* _Exercise materials_

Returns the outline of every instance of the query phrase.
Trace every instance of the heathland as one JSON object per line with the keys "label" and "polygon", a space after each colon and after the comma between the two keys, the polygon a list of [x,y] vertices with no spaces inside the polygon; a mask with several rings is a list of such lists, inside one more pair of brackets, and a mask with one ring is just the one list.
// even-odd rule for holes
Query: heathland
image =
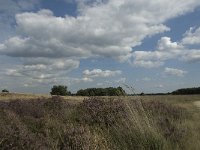
{"label": "heathland", "polygon": [[0,149],[199,150],[200,95],[0,95]]}

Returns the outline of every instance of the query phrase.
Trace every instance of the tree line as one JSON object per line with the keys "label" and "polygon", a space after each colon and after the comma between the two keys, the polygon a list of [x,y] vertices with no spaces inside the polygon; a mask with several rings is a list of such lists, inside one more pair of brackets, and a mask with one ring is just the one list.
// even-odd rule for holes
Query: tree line
{"label": "tree line", "polygon": [[50,92],[51,95],[77,95],[77,96],[125,96],[126,92],[122,87],[108,87],[108,88],[87,88],[78,90],[76,94],[68,91],[67,86],[54,85]]}
{"label": "tree line", "polygon": [[183,88],[172,92],[173,95],[200,94],[200,87]]}

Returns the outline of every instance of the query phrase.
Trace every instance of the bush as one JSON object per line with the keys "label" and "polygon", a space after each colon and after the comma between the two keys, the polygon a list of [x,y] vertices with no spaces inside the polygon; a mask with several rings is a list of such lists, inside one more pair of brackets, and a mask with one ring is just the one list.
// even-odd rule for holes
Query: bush
{"label": "bush", "polygon": [[50,93],[51,95],[61,95],[61,96],[71,95],[71,92],[67,91],[67,86],[63,85],[54,85]]}
{"label": "bush", "polygon": [[3,89],[3,90],[2,90],[2,93],[9,93],[9,91],[6,90],[6,89]]}

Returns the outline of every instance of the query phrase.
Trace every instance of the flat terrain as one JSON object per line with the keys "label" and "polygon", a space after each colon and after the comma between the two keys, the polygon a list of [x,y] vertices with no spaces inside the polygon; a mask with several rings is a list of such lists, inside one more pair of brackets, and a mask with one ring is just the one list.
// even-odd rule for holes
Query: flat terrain
{"label": "flat terrain", "polygon": [[0,94],[0,149],[199,150],[200,95]]}

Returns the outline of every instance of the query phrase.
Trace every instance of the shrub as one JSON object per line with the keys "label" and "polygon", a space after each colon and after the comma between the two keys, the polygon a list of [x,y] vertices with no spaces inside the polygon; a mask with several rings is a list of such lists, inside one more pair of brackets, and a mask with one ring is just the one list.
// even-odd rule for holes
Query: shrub
{"label": "shrub", "polygon": [[9,93],[9,91],[6,90],[6,89],[3,89],[3,90],[2,90],[2,93]]}
{"label": "shrub", "polygon": [[50,93],[51,95],[61,95],[61,96],[71,95],[71,92],[67,91],[67,86],[63,85],[54,85]]}

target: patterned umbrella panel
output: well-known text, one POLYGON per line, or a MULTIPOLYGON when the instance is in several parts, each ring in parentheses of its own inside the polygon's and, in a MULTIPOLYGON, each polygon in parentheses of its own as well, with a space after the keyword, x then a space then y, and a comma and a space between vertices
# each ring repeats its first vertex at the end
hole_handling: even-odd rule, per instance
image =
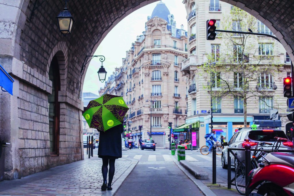
POLYGON ((122 124, 128 110, 122 97, 105 94, 90 101, 83 116, 90 128, 105 131, 122 124))

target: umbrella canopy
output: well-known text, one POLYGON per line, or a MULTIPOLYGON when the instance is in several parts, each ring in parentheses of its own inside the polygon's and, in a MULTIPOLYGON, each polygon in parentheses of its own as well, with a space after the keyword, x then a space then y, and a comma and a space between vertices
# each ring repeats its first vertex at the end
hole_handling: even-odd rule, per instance
POLYGON ((105 94, 90 101, 83 116, 90 128, 105 131, 122 124, 128 109, 122 97, 105 94))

* _Task to complete_
Give the lines as a Markdown table with the columns Row and Line, starting at the line that has "target: patterned umbrella panel" and stopping after the one that has "POLYGON ((122 124, 128". Number each row, skip blank lines, and leave the pictures out.

* _The reply_
| Row | Line |
|---|---|
| 1 | target: patterned umbrella panel |
| 2 | output: well-known text, one POLYGON per line, or a MULTIPOLYGON when the instance is in several parts, each ring in parentheses of its own inside the polygon's and, in a MULTIPOLYGON, each polygon in parentheses of its own as well, with a space after the keyword, x then a space then y, and a comma and a space between vertices |
| 3 | # each ring repeats its first vertex at the end |
| 4 | hole_handling: even-odd rule, per instance |
| 5 | image = |
| 6 | POLYGON ((122 124, 128 110, 122 97, 105 94, 90 101, 83 116, 90 128, 105 131, 122 124)) |